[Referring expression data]
········

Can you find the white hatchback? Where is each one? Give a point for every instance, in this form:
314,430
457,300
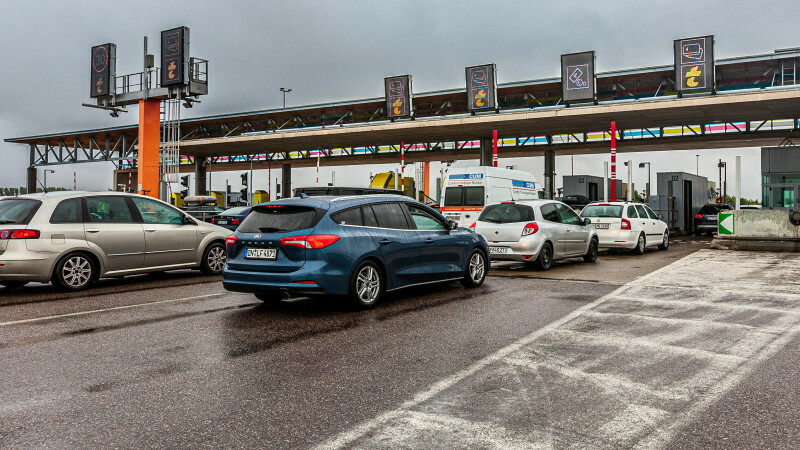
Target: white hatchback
627,225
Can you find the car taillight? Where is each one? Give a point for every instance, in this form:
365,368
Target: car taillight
19,234
312,241
530,228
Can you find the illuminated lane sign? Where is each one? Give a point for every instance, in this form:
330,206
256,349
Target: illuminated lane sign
398,96
175,56
578,77
103,70
482,87
694,63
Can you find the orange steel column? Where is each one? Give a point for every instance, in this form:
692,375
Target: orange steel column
149,137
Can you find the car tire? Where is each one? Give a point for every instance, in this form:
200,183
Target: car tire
475,272
74,272
545,258
591,253
213,259
270,297
641,244
665,243
367,285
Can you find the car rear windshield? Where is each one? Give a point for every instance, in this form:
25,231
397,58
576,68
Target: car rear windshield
507,213
280,219
463,196
18,211
602,211
713,209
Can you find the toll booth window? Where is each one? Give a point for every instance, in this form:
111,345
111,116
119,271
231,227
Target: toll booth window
67,211
108,210
154,212
424,220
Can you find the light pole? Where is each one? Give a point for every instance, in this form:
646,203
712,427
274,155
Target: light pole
641,165
284,90
44,186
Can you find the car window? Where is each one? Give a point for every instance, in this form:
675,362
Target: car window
602,211
369,216
390,215
155,212
507,213
425,220
18,210
567,214
67,211
350,216
111,209
549,213
280,219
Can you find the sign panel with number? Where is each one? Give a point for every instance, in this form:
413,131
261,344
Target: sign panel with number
175,56
578,77
103,70
694,63
482,87
398,96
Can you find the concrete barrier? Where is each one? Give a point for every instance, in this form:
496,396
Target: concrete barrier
762,230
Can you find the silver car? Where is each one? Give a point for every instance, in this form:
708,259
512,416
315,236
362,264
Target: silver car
536,231
74,238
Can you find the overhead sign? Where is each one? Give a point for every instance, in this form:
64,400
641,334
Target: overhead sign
726,223
398,96
482,87
175,56
578,77
694,63
103,70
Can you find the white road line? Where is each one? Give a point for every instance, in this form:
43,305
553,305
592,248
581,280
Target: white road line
116,308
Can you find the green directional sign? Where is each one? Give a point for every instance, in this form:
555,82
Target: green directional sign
725,223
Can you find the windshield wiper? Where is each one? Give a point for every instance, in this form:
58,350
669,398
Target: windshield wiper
271,230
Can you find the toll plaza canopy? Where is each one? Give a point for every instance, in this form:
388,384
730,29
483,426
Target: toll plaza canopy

········

> [Action item]: Where the word "canopy" occurs in a line of the records, copy that line.

> [Written answer]:
Can you find the toll plaza canopy? Where is each one? Give a point for every instance, in this form:
Target: toll plaza canopy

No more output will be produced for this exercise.